Read the listing and extract each line that includes the word "Target".

DATA -
# # # #
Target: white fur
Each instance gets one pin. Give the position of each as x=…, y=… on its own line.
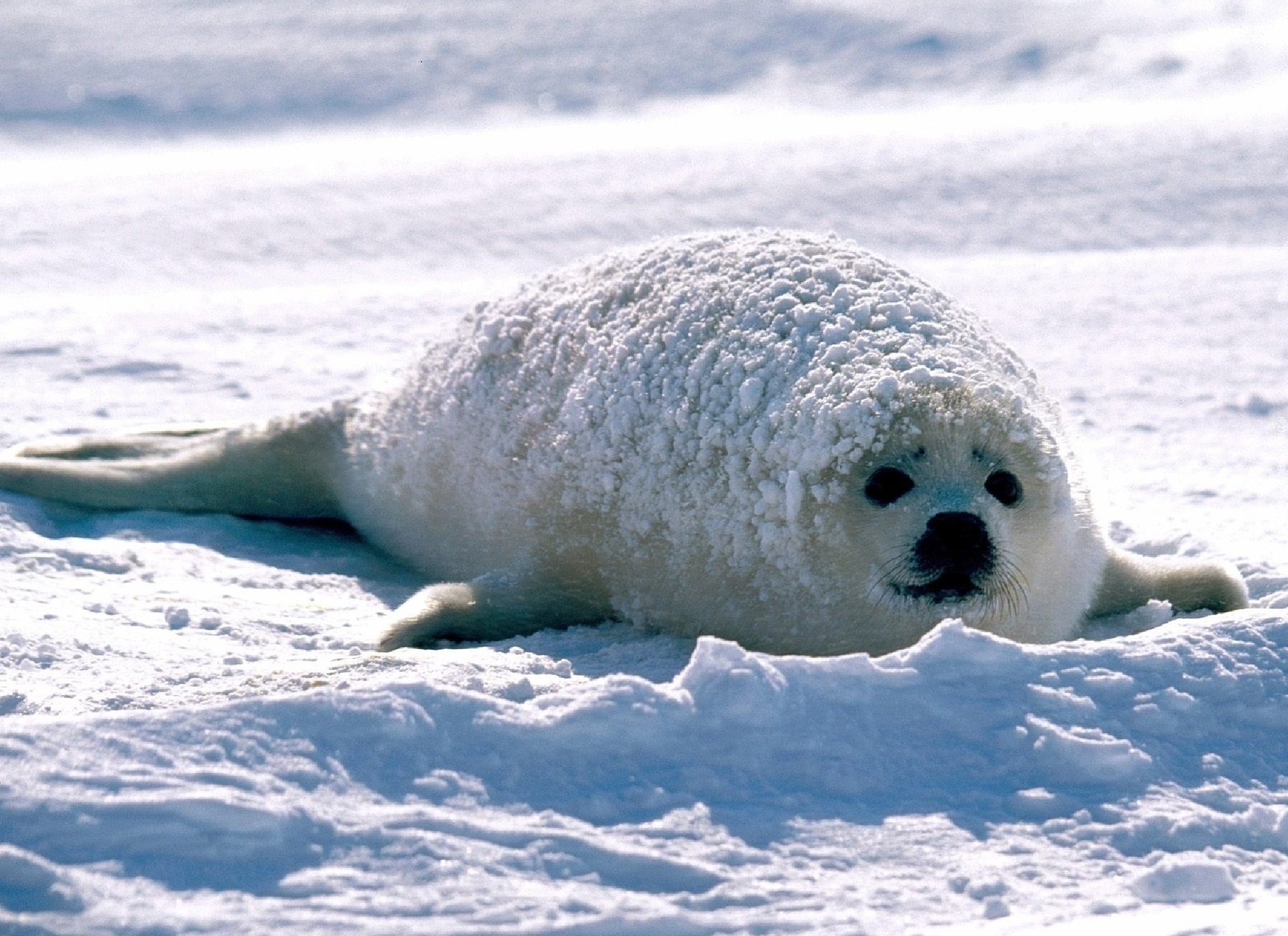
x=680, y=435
# # # #
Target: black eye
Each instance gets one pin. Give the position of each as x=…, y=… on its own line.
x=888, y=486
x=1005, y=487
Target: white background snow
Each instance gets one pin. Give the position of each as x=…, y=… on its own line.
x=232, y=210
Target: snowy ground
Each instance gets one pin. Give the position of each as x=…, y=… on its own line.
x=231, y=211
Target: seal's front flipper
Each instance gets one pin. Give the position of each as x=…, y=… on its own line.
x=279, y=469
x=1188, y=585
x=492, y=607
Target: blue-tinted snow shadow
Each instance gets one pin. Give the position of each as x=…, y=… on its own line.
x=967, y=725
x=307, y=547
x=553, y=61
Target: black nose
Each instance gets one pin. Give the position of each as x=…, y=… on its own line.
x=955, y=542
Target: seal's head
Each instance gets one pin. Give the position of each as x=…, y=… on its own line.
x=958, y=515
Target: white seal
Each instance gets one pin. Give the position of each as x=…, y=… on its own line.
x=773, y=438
# # # #
ANSWER TO THE PROBLEM -
Target: white fur
Target: black eye
Target: white background snow
Target: snowy ground
Target: seal's front flipper
Target: blue-tinted snow shadow
Target: black nose
Target: seal's head
Target: white seal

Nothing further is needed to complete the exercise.